• [WHAT THE TASK REQUIRES]:
Render the records from the line containing "TARGET: railing at stand top" through the end of the records as a two-column CSV with the header input,output. Give one row per record, holding its text and its answer, each in a single quoted field with line breaks replaced by spaces.

• [DATA LISTING]:

___

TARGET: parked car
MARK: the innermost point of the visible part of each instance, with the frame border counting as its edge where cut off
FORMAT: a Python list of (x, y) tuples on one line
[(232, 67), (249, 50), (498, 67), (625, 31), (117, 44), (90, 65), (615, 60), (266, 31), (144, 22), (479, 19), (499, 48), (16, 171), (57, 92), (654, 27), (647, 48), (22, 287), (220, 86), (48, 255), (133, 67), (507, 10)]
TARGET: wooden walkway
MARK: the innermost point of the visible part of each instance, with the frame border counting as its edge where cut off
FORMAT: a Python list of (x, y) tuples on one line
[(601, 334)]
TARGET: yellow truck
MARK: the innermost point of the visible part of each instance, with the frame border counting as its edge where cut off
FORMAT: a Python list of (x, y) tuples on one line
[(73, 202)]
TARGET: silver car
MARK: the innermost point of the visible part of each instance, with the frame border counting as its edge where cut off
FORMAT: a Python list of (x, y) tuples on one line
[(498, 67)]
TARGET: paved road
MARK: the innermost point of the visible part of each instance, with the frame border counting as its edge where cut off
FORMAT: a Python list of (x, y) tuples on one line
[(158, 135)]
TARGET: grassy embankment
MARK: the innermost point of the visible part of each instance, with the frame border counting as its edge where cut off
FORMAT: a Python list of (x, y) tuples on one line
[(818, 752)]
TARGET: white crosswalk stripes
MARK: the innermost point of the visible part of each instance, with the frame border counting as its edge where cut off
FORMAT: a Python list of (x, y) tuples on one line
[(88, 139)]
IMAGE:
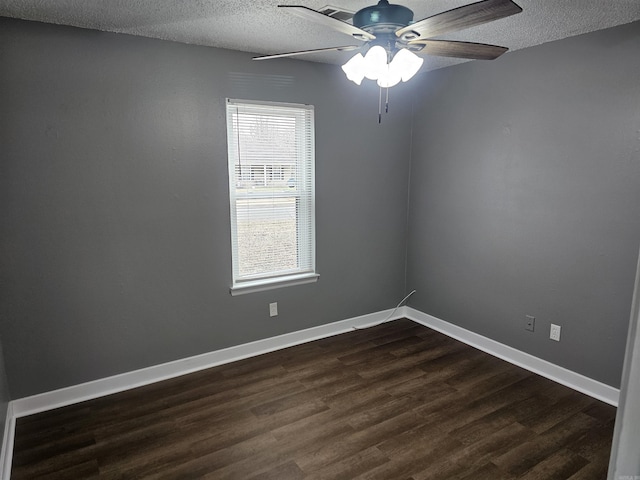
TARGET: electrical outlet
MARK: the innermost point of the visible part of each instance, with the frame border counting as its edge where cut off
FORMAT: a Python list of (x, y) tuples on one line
[(529, 322), (554, 333)]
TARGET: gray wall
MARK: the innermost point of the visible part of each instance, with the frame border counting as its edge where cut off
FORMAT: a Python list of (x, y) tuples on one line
[(625, 456), (114, 230), (4, 393), (525, 198)]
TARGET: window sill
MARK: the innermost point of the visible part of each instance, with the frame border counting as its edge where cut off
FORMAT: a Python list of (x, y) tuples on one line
[(270, 284)]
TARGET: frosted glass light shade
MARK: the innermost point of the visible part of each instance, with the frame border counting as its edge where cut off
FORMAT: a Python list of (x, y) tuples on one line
[(406, 64), (374, 66), (389, 78), (354, 68), (375, 62)]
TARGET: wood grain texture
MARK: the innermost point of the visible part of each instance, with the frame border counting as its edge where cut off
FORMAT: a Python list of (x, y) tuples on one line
[(396, 401)]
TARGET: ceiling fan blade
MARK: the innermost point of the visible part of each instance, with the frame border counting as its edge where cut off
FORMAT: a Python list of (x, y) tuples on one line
[(330, 22), (447, 48), (345, 48), (460, 18)]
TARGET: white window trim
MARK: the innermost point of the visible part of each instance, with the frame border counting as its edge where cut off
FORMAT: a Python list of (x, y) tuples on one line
[(281, 279)]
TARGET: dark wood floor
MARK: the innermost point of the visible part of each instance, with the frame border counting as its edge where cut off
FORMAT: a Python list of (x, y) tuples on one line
[(397, 401)]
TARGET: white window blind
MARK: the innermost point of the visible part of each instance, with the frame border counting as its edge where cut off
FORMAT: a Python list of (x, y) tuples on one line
[(271, 184)]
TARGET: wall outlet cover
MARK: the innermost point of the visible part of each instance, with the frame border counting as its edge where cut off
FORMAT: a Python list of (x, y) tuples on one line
[(554, 333), (529, 323)]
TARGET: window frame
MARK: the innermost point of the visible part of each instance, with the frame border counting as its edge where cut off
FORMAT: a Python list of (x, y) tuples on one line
[(304, 195)]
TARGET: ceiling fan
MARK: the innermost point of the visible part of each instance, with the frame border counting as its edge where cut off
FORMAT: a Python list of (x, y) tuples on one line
[(392, 38)]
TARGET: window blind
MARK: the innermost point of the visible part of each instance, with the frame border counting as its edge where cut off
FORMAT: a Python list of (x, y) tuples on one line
[(271, 184)]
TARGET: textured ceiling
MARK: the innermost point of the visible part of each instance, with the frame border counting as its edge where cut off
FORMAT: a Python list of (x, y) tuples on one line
[(258, 26)]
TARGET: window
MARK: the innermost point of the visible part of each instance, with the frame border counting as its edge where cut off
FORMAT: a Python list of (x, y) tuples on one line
[(271, 184)]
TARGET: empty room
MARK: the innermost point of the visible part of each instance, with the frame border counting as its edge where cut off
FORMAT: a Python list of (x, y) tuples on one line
[(359, 240)]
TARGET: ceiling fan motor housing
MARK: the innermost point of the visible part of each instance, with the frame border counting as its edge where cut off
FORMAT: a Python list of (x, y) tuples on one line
[(382, 18)]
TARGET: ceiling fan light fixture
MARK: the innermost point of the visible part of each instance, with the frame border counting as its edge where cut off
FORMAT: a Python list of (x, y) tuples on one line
[(389, 78), (374, 66), (375, 62), (354, 68), (406, 63)]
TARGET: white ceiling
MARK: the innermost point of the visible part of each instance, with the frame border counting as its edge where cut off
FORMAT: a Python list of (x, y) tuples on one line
[(259, 26)]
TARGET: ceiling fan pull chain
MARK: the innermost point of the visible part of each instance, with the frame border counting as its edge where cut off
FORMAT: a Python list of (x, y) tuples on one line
[(386, 106)]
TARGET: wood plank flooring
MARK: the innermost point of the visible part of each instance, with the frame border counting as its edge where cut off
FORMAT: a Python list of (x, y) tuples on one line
[(396, 401)]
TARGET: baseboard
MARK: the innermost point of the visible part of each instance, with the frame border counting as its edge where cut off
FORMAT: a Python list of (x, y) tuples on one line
[(118, 383), (6, 456), (549, 370)]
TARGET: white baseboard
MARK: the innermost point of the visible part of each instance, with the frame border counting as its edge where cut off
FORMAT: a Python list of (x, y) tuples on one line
[(118, 383), (6, 456), (549, 370)]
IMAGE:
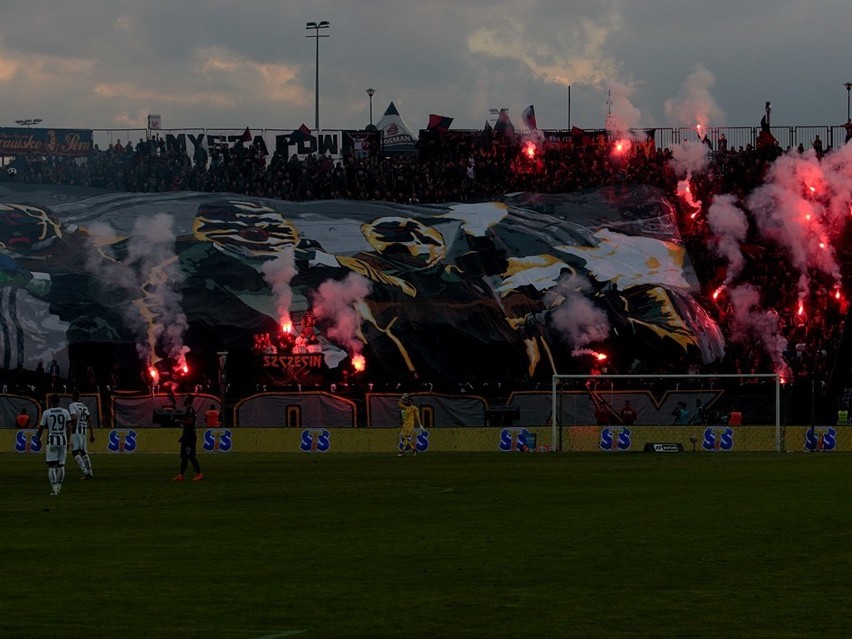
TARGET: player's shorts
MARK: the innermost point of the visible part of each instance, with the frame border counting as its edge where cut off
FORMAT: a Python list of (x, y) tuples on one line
[(79, 442), (55, 453)]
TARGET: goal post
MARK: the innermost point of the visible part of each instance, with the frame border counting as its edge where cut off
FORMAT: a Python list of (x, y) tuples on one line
[(721, 412)]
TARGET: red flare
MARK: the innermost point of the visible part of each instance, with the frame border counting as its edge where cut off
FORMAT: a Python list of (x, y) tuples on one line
[(359, 363)]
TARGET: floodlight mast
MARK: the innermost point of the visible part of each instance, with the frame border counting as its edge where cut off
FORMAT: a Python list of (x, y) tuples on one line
[(316, 26)]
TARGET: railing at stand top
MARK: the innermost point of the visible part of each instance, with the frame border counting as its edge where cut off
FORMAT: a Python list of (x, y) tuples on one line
[(832, 136)]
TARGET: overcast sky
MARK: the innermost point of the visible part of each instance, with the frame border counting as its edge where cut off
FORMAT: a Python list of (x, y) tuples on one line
[(104, 64)]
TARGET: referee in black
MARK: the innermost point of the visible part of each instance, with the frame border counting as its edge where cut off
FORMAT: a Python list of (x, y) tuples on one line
[(188, 440)]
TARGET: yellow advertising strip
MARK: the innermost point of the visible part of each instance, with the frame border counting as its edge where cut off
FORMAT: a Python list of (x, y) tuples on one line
[(615, 439)]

___

• [ANSWER BELOW]:
input,output
"TARGET: railing at stand top MARK: the innermost point of the visible part of each instance, with the frame border counting as its edge where cut off FORMAT: a Python list of (x, y) tuples on one line","[(832, 136)]"
"TARGET: overcast sky MARK: the innermost point of the visible part of each instance, with the frame border counting as its edge where cut off FORMAT: a Python list of (x, y) tuples on one line","[(104, 64)]"
"TARGET: referee in black MARK: the innermost point of the visible part of each instance, with the frame border counting as its edge where cut off FORMAT: a Python list of (x, y) tuples on one line","[(188, 440)]"
"TARGET: yellow advertising strip MARK: the innermost point of the visible part of each instance, with the frame border counting as its edge where cut off FORMAT: a Python list of (x, y) tuples on one line","[(615, 439)]"